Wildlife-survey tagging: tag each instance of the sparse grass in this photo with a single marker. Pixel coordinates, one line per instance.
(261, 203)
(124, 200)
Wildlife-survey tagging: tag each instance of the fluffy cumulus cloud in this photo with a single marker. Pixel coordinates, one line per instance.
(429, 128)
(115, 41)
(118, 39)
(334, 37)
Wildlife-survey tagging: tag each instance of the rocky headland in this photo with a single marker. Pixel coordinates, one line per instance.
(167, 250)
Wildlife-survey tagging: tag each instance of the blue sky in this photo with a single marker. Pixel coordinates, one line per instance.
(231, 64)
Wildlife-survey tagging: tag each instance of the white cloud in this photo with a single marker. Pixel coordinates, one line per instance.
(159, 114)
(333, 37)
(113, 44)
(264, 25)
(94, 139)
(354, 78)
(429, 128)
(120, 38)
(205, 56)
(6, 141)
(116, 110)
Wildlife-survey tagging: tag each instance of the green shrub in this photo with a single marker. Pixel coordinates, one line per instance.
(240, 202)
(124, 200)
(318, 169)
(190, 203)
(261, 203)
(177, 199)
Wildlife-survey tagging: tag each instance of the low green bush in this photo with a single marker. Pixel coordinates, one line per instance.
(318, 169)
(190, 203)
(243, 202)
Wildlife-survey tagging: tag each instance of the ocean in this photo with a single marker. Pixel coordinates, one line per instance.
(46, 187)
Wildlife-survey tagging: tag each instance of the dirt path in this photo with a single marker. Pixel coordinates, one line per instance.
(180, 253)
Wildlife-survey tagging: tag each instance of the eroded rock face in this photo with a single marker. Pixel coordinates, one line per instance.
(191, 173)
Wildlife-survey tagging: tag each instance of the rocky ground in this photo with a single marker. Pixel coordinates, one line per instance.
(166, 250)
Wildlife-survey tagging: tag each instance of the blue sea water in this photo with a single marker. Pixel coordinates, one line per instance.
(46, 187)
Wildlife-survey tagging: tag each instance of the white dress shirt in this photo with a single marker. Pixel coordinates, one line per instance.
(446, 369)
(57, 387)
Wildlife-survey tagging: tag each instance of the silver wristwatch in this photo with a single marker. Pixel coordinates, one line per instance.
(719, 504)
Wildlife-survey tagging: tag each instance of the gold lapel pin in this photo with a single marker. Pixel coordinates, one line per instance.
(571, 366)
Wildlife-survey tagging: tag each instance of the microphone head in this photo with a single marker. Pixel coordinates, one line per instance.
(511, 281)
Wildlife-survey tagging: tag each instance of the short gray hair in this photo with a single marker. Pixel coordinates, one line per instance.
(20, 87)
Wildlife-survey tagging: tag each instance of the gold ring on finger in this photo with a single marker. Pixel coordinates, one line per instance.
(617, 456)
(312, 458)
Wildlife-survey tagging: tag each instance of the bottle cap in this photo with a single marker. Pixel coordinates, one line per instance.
▬▬▬▬▬▬
THE PROBLEM – Set down the whole listing exactly.

EXERCISE OUTPUT –
Wildlife-survey tagging: tag each instance of the sparse grass in this photo with a single marker. Pixel coordinates, one line per instance.
(261, 203)
(124, 200)
Wildlife-survey tagging: tag each instance of the fluffy cumulus cloud in this photo with a single marker. Pixel coordinates, one line per instance.
(429, 128)
(115, 41)
(118, 39)
(334, 37)
Wildlife-survey tagging: tag each instance of the rocky headland in this photo with a single marker. Pixel coordinates, one line per instance.
(167, 250)
Wildlife-survey tagging: tag each instance of the blue sky in this photo with a single marker. Pixel coordinates, one line per instance.
(231, 64)
Wildlife-survey tagging: tag each instance of the white cloud in this photo with a single marker. Pixel coordinates, one line per instance.
(159, 114)
(333, 37)
(113, 44)
(264, 25)
(94, 139)
(354, 78)
(429, 128)
(120, 38)
(205, 56)
(6, 141)
(116, 110)
Wildlife-survey tagging: tag each instance of the green shrub in this photo with a single marker. Pixel coordinates, one line per instance.
(240, 202)
(124, 200)
(318, 169)
(190, 203)
(261, 203)
(177, 199)
Wildlife-survey tagging: tag each instance of the low green bush in this photo with a single marker. Pixel coordinates, one line per instance.
(318, 169)
(190, 203)
(243, 202)
Wildlife-survey tagging: tag each instance of the ocean in this photo with a single marker. Pixel coordinates, one line per instance.
(46, 187)
Wildlife-survey tagging: tag each instance of the dirt path in this photo with a single marker. Pixel coordinates, one line per instance.
(180, 253)
Wildlife-survey tagging: tag each instance of the eroded rock face in this photo with a single marker. Pixel coordinates, one line per instance.
(191, 173)
Wildlife-survey tagging: tag each instance of the rocky ground in this photo with a single marker. Pixel coordinates, one line per instance.
(166, 250)
Wildlife-survey tagging: tag each instance of the blue sea water in this photo with a single marker. Pixel coordinates, one line per instance.
(46, 187)
Wildlife-survey tagging: tag each instance of the white dress shirt in this photo with a single marker. Pixel coordinates, one line per instance.
(446, 369)
(57, 387)
Wildlife-survey tagging: tag each instance of the silver wristwatch in this photo with a single marker. Pixel coordinates, one line per instance.
(719, 504)
Wildlife-survey tagging: tag each instance of the gold lapel pin in this photo with a single marker. Pixel coordinates, one line per instance.
(571, 366)
Wildlife-survey tagging: tag each instance of the microphone head in this photo with a single marker. Pixel coordinates, one line per instance.
(511, 281)
Wildlife-survey tagging: tag each instance of the short gray hair in this photo with a single marker. Pixel coordinates, one line per instance.
(20, 87)
Wildlife-survey tagging: tag each instance of the gold ring on finger in this photo with a single marker. Pixel coordinates, one line per instance.
(617, 456)
(312, 458)
Wildlife-survey tagging: tag each instance of the bottle cap in this photo with a single marker. Pixel coordinates, one line per instance.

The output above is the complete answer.